(Task directions) Search the records below for the string "aligned" and copy each line where it turns up.

(Data supplied)
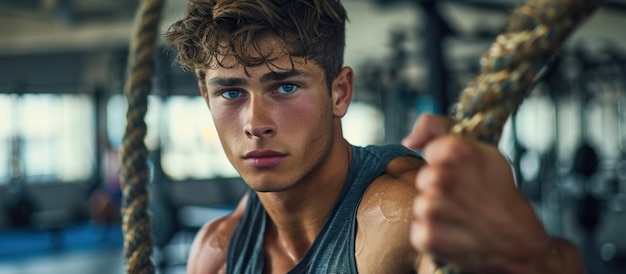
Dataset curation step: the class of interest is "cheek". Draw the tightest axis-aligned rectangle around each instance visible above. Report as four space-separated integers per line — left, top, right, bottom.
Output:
* * *
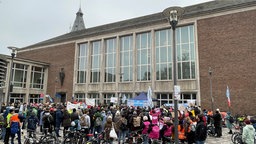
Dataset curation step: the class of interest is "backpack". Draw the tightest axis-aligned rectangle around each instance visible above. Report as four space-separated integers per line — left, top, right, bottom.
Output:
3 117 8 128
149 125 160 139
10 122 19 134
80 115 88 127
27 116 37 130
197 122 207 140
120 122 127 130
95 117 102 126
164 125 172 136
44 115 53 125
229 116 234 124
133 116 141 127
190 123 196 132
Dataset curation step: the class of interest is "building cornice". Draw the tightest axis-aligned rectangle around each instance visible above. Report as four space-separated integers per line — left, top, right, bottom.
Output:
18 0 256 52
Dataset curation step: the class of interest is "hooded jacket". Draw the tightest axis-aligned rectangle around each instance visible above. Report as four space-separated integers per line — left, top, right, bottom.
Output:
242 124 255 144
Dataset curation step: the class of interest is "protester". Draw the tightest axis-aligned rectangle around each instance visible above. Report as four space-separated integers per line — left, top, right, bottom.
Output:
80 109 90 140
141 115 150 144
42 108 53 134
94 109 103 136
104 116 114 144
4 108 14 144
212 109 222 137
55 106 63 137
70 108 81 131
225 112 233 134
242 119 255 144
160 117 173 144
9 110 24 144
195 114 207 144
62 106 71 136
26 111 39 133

(Task result)
Dataset curation step: the class of interest is "cheek". Draw the tightest axis-aligned rectangle around each instance visible above. Report as four space-separated integers per line — left, top, right, bottom.
Dataset curation step: the class of interest is "backpack". Draw the tightest axis-aligned rectangle around each instance visible above. Report as four space-separated integers per line — left, top, right, bottom.
Dataset curation step: the class of interest is "building cornice". Draw the tightest axis-aligned rectangle around each instance visible above. Report as four space-separated integers per line — left, top, right, bottom.
Dataset curation step: the class of interest is "hooded jacket". Draw the tightest axis-aligned rectangle around each instance visible above. Report as four space-separated integers per line — left, top, right, bottom.
Dataset curation step: the class of interest is "protester". Draw the tightest axis-aligned rectangle around each instance visible above. Report as four space-separated integers per line — left, top, right, bottom.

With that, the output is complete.